== Records for this task ==
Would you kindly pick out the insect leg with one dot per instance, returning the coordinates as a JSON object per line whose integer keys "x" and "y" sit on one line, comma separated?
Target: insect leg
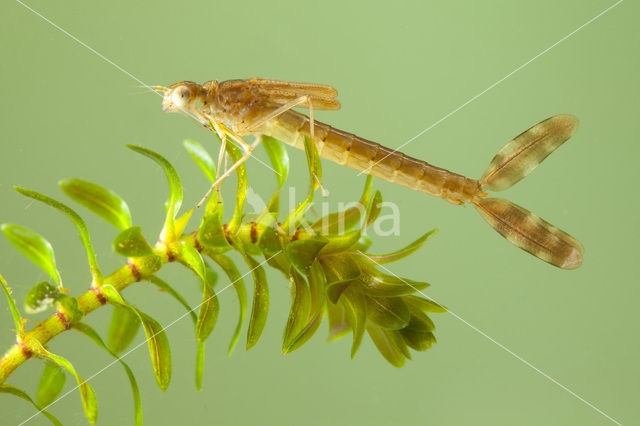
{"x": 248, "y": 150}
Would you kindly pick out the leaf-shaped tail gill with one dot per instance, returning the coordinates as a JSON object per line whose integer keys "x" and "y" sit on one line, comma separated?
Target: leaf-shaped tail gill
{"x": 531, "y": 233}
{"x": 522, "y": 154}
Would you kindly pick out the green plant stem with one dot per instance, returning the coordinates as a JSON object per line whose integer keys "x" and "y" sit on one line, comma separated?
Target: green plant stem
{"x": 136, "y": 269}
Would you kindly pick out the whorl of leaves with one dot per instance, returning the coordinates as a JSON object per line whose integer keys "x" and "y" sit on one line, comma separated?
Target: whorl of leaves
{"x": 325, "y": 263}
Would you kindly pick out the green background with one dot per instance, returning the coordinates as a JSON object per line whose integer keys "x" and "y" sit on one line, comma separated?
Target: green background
===
▶ _What is expected_:
Render every line of the records above as a JSON list of strings, one string per line, with blank lines and the pictures left out.

▶ _Expected answer_:
[
  "Would you kindly pick out the insect leg with one dot per instance, returning the coordinates as a JSON object per line whose integer keys \"x\" and \"y\" sit on one line, comma separated?",
  "Target: insect leg",
  "{\"x\": 248, \"y\": 150}",
  "Would you kindly pick out the leaf-shaped tail gill with one dot per instance, returning the coordinates as a JSON object per line whose integer keys \"x\" and \"y\" sit on one line, comma separated?",
  "Target: leaf-shaped tail gill",
  "{\"x\": 531, \"y\": 233}",
  "{\"x\": 522, \"y\": 154}",
  "Would you kindly pick out the green plant stem with one dot per instance, returning the coordinates as a JSON object per line whose integer keys \"x\" and \"y\" sit on one line, comma separated?",
  "Target: green plant stem",
  "{\"x\": 136, \"y\": 269}",
  "Would you kindly pick out the whorl of leaves with one dot per instance, returning the coordinates as a JSON object per line whose integer keys \"x\" and \"y\" sit on one line, comma separated?",
  "Target: whorl of leaves",
  "{\"x\": 325, \"y\": 263}",
  "Would you kindly pick out the green background with one dot per instance, returning the coordinates as a JSON object per line whose integer keys \"x\" and \"y\" sit on one line, comma separated?",
  "Target: green background"
]